■ BLOCO DE TEXTO:
┄┄┄┄┄┄┄┄┄┄┄┄┄┄┄┄┄┄┄┄

Pelo menos 14 personagens se destacam entre os
demais sepultados do Soledade. São os chamados “santos populares”, uns com
jazigos mais suntuosos, outros menos etilizados e outros ainda, que estão em
processos de restauro. É o que comenta a técnica da Secretaria de Estado de
Cultura (Secult) Sabrina Campos. “O Cemitério da Soledade foi construído em
meio a um período de pandemia de febre amarela e cólera, então, abrigou pessoas
de todas as classes sociais. Ele demarca ainda o período em que a cidade passou
a sepultar seus mortos em cemitério, porque antes os enterramentos eram feitos
em casa ou nas igrejas”.

┄┄┄┄┄┄┄┄┄┄┄┄┄┄┄┄┄┄┄┄

■ REGISTROS FORNECIDOS:
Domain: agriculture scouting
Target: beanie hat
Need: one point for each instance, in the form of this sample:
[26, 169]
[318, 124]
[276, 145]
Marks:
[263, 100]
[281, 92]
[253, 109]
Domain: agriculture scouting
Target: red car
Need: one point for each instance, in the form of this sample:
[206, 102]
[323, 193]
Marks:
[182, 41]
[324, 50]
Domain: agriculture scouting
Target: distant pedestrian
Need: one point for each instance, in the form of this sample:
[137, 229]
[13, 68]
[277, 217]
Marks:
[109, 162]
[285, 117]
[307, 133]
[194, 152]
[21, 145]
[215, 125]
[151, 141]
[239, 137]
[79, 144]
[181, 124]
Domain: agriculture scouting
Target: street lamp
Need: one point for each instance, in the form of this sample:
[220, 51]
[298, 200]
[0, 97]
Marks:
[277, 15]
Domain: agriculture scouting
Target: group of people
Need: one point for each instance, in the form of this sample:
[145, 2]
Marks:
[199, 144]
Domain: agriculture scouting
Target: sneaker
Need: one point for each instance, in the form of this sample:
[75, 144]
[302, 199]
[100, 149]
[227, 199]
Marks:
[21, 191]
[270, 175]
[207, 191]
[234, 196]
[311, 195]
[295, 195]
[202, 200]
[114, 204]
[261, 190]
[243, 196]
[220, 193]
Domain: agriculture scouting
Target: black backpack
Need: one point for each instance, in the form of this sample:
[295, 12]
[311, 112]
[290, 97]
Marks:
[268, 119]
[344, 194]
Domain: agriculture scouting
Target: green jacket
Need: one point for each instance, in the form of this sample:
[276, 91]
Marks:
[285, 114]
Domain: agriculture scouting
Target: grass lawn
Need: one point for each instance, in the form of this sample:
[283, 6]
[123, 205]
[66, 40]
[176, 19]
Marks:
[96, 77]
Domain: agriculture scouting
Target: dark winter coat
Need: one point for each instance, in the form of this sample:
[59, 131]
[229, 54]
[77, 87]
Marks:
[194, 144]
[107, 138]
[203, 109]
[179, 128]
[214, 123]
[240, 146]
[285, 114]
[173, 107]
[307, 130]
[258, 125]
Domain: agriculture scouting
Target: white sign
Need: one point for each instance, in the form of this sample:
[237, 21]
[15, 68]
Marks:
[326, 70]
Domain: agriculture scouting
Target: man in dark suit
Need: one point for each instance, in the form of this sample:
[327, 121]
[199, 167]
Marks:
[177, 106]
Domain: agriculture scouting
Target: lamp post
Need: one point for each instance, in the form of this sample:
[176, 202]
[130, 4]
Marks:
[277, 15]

┄┄┄┄┄┄┄┄┄┄┄┄┄┄┄┄┄┄┄┄

■ VERIFIQUE SUA COMPREENSÃO:
(a) No texto sobre o Cemitério da Soledade, quantos personagens se destacam entre os sepultados?
(b) Liste todos os lugares onde, segundo o texto sobre o Cemitério da Soledade, os mortos foram ou eram enterrados.
(c) De acordo com o texto sobre o Cemitério da Soledade, por que o cemitério abrigou pessoas de todas as classes sociais?

■ RESPOSTAS DAS TAREFAS:
(a) Pelo menos 14.

(b) O Cemitério da Soledade, as casas e as igrejas.

(c) Porque ele foi construído durante um período de pandemia de febre amarela e cólera.